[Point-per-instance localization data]
◆ ◆ ◆ ◆ ◆

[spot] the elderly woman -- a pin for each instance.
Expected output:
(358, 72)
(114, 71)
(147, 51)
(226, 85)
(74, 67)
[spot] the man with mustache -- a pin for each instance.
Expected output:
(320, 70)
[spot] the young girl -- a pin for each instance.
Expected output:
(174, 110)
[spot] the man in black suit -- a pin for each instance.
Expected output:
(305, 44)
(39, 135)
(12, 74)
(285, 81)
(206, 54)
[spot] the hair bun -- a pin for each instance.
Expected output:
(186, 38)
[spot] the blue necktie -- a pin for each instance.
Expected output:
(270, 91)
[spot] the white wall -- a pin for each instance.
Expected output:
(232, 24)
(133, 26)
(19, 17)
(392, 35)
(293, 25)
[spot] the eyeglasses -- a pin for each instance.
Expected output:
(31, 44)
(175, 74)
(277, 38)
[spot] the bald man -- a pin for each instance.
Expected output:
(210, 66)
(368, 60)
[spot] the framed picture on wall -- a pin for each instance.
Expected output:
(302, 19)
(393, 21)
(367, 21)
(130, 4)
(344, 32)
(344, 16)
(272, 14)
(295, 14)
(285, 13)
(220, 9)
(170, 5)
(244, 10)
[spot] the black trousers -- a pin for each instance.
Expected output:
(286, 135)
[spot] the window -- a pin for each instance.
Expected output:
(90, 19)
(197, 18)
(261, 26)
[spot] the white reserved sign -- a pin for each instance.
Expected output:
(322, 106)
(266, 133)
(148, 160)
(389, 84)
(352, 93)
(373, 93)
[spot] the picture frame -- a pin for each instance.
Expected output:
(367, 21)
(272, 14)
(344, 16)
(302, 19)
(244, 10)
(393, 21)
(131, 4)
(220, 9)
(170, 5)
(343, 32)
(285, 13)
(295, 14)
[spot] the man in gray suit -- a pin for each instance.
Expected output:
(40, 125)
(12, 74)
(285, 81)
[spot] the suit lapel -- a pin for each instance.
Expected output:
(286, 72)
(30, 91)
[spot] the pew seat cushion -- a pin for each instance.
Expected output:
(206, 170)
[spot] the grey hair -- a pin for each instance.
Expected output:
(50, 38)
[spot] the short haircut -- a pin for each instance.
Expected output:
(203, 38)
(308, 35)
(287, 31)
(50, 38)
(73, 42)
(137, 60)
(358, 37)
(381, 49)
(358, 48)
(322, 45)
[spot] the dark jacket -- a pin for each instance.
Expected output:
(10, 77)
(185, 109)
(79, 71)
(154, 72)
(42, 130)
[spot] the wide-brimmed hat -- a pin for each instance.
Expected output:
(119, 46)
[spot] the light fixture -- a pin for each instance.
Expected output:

◆ ◆ ◆ ◆ ◆

- **About this task**
Write all of the records out exactly, including every line.

- **Answer box**
[spot] the elderly woman -- a pin for each instance.
Expected output:
(358, 72)
(114, 71)
(147, 51)
(226, 85)
(74, 67)
[spot] the man with mustache -- a pin for each instance.
Expected output:
(320, 70)
[spot] the young girl -- a pin for each instance.
Expected output:
(174, 110)
[spot] the man in black suit -- a pin for each instance.
Expected output:
(305, 44)
(39, 135)
(12, 74)
(285, 81)
(206, 54)
[spot] the hair bun -- a pin for each instance.
Expected output:
(186, 38)
[spot] the blue necktie -- a pin for each instance.
Expected output:
(270, 91)
[spot] the white wall -- a pin for each instance.
Expected output:
(232, 24)
(133, 26)
(19, 17)
(392, 35)
(293, 25)
[spot] the eyeglasses -- a pin for each instance.
Expected output:
(31, 44)
(175, 74)
(277, 38)
[spot] the bald man -- a pin for each instance.
Expected output:
(210, 66)
(368, 60)
[spot] the framed picture on wall -- a pin for each instance.
Expected output:
(302, 19)
(393, 21)
(367, 21)
(130, 4)
(344, 32)
(344, 16)
(272, 14)
(295, 14)
(285, 13)
(220, 9)
(170, 5)
(244, 10)
[spot] the black trousers -- a pin for each instance.
Expected output:
(286, 135)
[spot] the window -- a pin for each instance.
Expected output:
(90, 19)
(197, 18)
(261, 26)
[spot] the white reserved sign -- a pin for each instance.
Expected output:
(322, 106)
(266, 133)
(148, 160)
(389, 84)
(352, 93)
(373, 93)
[spot] the picture frame -- a pin for each instance.
Expected output:
(367, 21)
(272, 14)
(344, 16)
(302, 19)
(244, 10)
(393, 21)
(131, 4)
(220, 9)
(170, 5)
(343, 32)
(285, 13)
(295, 14)
[spot] the man in gray suit -- a pin for each instance.
Expected output:
(40, 125)
(12, 74)
(285, 81)
[spot] the suit lapel -- a pin for each instance.
Expected output:
(286, 72)
(30, 91)
[spot] the pew seat cushion -- a pin for each instance.
Expected output:
(206, 170)
[spot] the grey hair -- a pin for each instance.
Expected output:
(50, 38)
[spot] the short haircut -- a pin for each instance.
Expected output:
(203, 38)
(308, 35)
(287, 31)
(50, 38)
(73, 42)
(137, 60)
(358, 37)
(381, 49)
(358, 48)
(322, 45)
[spot] the dark jacket -- a pin for each instance.
Expected output:
(10, 77)
(185, 109)
(79, 71)
(154, 72)
(42, 130)
[spot] the wide-brimmed hat -- a pin for each instance.
Expected output:
(119, 46)
[spot] the light fixture -- a pin for each instance.
Expected output:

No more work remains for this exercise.